- EXERCISE -
Two lines mark the range in the entries below: the one holding "pixel 50 172" and the one holding "pixel 88 194". Set down those two and all lines between them, exactly.

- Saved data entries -
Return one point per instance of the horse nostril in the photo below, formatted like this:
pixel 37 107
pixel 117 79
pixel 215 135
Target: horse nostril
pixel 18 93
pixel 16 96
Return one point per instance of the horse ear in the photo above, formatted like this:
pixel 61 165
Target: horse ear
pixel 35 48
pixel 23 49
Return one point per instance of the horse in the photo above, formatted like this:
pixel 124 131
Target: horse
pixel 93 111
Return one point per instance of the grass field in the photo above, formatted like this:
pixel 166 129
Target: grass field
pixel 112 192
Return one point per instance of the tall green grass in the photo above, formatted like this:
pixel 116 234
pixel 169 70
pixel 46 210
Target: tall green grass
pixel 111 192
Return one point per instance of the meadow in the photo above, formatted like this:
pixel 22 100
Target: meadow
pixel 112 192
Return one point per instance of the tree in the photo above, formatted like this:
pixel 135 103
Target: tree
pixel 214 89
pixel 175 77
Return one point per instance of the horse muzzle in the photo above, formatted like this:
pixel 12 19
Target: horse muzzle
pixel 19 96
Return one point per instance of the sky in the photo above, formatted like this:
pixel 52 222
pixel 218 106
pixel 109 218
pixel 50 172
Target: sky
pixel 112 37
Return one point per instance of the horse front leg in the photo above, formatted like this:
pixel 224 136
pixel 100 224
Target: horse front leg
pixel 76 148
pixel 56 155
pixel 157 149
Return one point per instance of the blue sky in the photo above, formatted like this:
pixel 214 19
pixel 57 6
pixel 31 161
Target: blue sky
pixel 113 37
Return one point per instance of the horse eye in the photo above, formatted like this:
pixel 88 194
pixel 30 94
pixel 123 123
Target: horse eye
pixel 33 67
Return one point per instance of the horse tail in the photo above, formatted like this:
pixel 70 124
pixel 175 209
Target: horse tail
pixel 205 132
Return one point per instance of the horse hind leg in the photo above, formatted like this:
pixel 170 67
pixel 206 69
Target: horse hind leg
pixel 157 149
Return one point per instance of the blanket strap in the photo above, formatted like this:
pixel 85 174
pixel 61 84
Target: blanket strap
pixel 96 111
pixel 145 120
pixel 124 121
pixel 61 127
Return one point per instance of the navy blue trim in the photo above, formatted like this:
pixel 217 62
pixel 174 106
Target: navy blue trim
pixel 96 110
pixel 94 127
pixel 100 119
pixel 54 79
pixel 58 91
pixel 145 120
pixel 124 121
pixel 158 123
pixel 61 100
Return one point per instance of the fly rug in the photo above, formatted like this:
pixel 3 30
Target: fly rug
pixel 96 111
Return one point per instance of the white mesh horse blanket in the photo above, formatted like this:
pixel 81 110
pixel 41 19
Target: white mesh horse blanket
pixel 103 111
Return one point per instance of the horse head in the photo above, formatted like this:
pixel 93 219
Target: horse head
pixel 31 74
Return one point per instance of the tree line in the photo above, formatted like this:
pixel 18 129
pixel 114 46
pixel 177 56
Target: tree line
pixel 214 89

- ANSWER SECTION -
pixel 50 172
Target: sky
pixel 112 37
Return one point per instance of the horse front leg in the photo above, formatted like this:
pixel 224 136
pixel 100 224
Target: horse front leg
pixel 76 148
pixel 56 155
pixel 157 149
Return one point per instance of the blue sky in the photo above, formatted like this:
pixel 214 19
pixel 57 6
pixel 31 161
Target: blue sky
pixel 113 37
Return one point per instance of the horse eye in the photo above, formatted like this:
pixel 88 194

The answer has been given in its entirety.